» What this task involves
Copy the listing below word for word, from the line containing "Target: man in dark coat" through the end of the listing.

» Excerpt from a dataset
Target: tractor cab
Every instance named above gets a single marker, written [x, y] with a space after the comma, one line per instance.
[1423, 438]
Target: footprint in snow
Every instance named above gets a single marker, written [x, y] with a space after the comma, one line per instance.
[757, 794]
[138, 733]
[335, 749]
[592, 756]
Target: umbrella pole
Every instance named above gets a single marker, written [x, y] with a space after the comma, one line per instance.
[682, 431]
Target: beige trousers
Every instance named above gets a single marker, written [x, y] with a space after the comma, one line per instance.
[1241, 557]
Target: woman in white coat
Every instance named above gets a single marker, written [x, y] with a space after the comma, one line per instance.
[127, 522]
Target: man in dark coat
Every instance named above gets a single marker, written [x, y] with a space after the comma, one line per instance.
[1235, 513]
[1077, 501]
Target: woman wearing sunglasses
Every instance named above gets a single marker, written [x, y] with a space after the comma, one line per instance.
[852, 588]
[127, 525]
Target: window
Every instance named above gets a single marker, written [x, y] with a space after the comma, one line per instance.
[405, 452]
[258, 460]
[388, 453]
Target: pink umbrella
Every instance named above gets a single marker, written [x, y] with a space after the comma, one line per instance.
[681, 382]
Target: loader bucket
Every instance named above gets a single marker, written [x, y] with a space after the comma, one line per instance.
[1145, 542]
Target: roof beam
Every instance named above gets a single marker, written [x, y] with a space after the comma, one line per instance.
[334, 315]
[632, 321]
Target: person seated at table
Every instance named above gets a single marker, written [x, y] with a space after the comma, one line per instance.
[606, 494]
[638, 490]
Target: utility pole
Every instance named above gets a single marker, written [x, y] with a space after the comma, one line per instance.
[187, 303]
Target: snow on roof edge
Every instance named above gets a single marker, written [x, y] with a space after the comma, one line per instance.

» Solved exercise
Target: man in dark coat
Every instance named above gets a single marker, written [x, y] with a space after the comma, one line per instance.
[1235, 513]
[1077, 501]
Target: woman wearing sunglasses
Every instance named above gets a single marker, written [x, y] with a space after the comma, one line per instance.
[852, 588]
[127, 525]
Target: window
Every instance named above gets a single marker, written [x, y] with a space after the comma, one line per instance.
[405, 452]
[258, 460]
[388, 453]
Target: pink umbrella
Every instance named above gets a single marker, written [x, y] with a space after the comma, one line per instance.
[681, 382]
Target: loader bucket
Every instance named above gets a single marker, written [x, y] with a space after the comma, one line per instance.
[1145, 542]
Target: roof beam
Every instance named above gets a single marker, written [x, y] with a space after the comma, one line per instance.
[334, 315]
[632, 321]
Target: person seated at table
Every instance named above gets a single marker, written [x, y] with a space after the comma, one line per instance.
[606, 494]
[638, 490]
Target: utility pole
Every instance named above gets a single marker, written [x, y] with a space after the comma, one line per instance.
[187, 303]
Target: snow on roof edge
Every instance named above gets a single marker, written [x, y] with a space after the comma, one line per instance.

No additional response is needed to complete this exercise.